*** Recorded information Section Begins ***

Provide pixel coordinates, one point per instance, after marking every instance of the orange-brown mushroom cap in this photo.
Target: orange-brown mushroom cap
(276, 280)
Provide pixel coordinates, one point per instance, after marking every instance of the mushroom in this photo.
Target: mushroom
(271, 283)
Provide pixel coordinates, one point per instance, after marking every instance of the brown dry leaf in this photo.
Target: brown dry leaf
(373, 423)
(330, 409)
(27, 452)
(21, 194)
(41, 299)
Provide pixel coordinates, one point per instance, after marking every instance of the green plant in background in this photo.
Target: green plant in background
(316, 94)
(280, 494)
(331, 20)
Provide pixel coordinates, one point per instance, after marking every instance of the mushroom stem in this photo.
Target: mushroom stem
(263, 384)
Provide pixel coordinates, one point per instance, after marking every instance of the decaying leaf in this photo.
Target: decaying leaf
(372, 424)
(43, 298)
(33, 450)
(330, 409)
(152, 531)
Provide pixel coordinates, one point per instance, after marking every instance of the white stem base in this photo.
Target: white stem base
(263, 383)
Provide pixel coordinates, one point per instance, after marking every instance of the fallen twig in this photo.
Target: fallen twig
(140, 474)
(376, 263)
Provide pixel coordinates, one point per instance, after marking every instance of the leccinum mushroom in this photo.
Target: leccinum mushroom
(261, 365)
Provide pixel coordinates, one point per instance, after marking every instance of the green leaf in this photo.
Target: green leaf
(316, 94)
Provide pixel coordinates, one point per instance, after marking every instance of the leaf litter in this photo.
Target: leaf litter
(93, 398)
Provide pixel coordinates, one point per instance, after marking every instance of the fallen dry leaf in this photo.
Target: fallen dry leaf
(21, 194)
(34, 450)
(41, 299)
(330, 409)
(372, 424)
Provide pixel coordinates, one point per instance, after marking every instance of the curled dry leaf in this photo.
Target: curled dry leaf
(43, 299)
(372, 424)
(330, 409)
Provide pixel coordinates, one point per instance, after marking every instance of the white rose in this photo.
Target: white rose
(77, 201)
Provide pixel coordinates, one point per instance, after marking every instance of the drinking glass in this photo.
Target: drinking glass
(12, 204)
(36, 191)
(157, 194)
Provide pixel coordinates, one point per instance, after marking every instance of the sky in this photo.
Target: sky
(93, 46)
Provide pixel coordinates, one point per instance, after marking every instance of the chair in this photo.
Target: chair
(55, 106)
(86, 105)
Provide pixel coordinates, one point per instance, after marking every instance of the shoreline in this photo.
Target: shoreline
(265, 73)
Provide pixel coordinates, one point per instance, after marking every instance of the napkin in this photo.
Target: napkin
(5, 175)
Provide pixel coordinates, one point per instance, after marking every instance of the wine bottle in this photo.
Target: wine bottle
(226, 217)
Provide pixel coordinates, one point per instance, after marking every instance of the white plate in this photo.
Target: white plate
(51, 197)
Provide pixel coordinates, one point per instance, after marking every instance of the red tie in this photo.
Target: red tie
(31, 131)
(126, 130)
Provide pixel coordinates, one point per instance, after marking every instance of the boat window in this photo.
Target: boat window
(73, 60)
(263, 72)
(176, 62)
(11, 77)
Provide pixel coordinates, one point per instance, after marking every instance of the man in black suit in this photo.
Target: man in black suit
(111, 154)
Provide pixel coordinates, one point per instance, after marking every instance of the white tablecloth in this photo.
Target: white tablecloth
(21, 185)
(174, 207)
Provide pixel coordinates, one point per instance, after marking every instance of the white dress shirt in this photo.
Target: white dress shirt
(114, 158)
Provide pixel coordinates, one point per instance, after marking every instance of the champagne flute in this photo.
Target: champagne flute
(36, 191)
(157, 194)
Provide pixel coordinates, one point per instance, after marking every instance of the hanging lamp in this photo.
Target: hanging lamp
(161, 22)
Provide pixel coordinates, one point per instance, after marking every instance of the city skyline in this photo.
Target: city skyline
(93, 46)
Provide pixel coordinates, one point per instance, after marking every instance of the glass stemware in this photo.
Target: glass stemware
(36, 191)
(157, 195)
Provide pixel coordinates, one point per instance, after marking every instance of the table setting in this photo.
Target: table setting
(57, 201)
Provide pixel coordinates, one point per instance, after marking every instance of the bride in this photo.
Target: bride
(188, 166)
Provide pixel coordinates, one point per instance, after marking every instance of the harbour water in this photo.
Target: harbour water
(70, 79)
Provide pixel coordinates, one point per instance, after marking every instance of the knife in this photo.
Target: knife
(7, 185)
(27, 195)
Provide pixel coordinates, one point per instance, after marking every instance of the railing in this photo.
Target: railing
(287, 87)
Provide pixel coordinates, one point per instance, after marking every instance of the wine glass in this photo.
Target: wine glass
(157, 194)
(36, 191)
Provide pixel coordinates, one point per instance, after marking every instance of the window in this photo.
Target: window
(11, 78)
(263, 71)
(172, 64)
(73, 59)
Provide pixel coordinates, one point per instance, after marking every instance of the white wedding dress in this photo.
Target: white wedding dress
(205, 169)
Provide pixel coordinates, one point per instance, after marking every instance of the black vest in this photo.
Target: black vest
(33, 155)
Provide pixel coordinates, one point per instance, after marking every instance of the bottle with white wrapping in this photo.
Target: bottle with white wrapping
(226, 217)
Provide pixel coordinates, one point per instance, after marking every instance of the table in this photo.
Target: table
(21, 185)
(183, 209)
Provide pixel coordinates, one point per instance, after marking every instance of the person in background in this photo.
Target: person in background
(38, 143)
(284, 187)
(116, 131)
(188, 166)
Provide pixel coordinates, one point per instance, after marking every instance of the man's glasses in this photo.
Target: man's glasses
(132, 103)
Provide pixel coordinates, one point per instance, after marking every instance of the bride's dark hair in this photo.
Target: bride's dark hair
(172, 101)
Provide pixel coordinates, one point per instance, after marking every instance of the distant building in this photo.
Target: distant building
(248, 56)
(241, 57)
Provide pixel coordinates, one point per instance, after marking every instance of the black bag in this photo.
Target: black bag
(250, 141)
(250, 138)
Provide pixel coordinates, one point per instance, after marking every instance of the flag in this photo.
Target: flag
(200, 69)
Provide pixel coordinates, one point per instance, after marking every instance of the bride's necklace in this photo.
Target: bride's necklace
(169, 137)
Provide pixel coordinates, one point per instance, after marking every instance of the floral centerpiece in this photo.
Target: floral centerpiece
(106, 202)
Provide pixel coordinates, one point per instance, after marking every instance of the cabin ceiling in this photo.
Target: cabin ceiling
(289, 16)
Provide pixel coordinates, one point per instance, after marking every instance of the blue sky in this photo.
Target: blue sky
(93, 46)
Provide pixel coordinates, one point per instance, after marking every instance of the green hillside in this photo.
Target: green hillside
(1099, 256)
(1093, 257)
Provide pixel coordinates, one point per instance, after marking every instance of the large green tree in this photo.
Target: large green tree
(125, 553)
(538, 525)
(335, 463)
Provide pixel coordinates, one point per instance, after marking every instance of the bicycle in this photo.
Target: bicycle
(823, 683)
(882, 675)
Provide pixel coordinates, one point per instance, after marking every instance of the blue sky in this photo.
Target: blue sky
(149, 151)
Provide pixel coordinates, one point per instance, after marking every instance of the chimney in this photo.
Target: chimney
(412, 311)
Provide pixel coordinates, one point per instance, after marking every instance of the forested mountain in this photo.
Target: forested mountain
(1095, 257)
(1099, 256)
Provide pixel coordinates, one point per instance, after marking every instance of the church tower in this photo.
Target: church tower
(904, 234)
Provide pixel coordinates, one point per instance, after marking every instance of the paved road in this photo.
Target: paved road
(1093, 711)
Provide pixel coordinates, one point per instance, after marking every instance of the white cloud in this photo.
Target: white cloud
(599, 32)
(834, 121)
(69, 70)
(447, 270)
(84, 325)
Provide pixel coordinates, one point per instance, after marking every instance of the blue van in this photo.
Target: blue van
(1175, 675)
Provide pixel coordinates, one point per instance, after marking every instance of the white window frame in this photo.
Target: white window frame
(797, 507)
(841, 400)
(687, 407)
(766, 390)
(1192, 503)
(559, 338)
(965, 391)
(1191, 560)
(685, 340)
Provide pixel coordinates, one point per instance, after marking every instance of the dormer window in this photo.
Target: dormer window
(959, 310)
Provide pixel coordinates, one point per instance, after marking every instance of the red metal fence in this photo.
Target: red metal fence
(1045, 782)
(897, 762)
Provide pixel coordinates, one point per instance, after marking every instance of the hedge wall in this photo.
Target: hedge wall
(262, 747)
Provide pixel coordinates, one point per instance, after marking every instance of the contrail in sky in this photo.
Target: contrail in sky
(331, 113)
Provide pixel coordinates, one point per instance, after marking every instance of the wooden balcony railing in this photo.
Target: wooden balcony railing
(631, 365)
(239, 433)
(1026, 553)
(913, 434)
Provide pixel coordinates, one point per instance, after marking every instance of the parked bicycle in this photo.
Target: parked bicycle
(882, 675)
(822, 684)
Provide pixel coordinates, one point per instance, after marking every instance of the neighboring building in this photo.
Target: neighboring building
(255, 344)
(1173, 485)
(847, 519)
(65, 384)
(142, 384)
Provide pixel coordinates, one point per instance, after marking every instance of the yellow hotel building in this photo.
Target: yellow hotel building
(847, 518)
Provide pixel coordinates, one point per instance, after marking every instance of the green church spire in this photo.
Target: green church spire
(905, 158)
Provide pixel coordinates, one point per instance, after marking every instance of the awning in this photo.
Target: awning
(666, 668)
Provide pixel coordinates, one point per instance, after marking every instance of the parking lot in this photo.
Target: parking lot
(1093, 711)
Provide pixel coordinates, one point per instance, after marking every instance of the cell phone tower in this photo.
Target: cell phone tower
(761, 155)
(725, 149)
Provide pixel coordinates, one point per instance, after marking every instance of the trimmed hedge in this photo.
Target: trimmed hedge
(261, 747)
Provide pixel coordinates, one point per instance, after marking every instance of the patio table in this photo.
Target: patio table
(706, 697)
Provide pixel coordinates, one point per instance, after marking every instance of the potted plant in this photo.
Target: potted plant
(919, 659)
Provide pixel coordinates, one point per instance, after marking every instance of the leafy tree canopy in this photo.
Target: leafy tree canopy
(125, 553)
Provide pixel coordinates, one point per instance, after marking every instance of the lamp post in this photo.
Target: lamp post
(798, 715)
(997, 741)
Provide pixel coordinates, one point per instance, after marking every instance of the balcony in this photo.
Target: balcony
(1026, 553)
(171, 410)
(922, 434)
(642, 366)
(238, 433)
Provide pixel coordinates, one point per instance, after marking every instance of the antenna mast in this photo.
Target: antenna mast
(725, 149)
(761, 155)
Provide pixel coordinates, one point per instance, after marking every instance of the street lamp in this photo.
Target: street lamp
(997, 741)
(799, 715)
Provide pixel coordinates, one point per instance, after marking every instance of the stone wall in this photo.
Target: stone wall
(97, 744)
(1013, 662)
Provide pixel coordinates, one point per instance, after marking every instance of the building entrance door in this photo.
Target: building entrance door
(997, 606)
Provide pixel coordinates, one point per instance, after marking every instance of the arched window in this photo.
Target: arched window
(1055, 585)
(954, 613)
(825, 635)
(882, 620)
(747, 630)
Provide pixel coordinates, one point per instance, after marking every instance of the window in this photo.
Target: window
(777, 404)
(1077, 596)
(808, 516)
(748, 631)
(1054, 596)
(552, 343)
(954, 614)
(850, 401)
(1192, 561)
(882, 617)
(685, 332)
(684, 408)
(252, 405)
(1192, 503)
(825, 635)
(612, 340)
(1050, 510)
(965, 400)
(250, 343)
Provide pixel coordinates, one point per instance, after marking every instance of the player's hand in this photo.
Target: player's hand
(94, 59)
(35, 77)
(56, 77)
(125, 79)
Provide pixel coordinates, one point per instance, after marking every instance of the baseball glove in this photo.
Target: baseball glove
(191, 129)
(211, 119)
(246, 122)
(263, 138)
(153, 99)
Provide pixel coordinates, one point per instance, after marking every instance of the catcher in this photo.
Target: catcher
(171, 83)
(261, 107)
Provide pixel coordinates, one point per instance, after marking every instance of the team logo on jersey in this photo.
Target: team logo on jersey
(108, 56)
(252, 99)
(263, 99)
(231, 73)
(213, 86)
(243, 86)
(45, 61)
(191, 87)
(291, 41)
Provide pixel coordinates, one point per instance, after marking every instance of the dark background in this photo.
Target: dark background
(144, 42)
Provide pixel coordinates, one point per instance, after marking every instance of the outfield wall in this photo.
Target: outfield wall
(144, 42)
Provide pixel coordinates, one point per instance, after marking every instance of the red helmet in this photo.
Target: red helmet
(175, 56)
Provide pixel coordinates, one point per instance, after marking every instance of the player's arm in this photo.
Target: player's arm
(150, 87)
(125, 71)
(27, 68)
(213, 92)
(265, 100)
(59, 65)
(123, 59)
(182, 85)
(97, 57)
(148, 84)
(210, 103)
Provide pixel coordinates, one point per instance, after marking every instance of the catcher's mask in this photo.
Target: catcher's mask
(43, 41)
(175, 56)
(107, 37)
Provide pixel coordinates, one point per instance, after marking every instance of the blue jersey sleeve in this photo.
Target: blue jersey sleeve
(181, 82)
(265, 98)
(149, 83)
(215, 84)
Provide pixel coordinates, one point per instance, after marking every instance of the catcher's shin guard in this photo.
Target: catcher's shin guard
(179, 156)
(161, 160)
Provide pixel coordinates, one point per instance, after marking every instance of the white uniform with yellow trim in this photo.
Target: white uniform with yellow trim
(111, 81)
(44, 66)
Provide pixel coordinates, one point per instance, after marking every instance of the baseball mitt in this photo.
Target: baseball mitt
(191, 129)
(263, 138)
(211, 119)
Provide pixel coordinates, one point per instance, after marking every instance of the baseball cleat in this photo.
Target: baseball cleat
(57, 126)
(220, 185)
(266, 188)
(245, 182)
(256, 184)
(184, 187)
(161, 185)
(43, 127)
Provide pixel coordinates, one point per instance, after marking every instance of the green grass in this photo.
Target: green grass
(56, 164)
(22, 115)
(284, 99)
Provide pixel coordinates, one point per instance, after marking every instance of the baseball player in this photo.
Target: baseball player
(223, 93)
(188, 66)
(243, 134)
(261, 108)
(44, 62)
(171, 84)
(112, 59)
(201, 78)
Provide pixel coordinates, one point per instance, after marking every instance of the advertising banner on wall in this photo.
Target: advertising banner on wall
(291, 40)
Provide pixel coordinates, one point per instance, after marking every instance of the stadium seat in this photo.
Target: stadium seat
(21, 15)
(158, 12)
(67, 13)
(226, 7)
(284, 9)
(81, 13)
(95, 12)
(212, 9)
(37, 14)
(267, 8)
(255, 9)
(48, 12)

*** Recorded information Section Ends ***

What the task asks → With the first line being the one containing "the sky in this photo." and the last line the one containing "boat window in this photo.", transcribe exactly the lines above that fall in that range.

Response to this exercise →
Provide pixel coordinates, one point per instance, after marking every instance of the sky in this photo.
Target: sky
(93, 46)
Provide pixel coordinates, one point per instance, after marking every instance of the chair in this photo.
Target: chair
(55, 106)
(86, 105)
Provide pixel coordinates, one point per instance, after marking every instance of the shoreline in this photo.
Target: shoreline
(265, 73)
Provide pixel coordinates, one point per instance, after marking every instance of the napkin in this photo.
Target: napkin
(5, 175)
Provide pixel coordinates, one point per instance, after marking every instance of the wine bottle in this photo.
Target: wine bottle
(226, 217)
Provide pixel coordinates, one point per instance, after marking every instance of the white plate in this photo.
Target: white plate
(51, 197)
Provide pixel coordinates, one point per instance, after marking every instance of the red tie in this photo.
Target: red tie
(31, 131)
(126, 130)
Provide pixel coordinates, one point per instance, after marking every instance of the boat window in this photo.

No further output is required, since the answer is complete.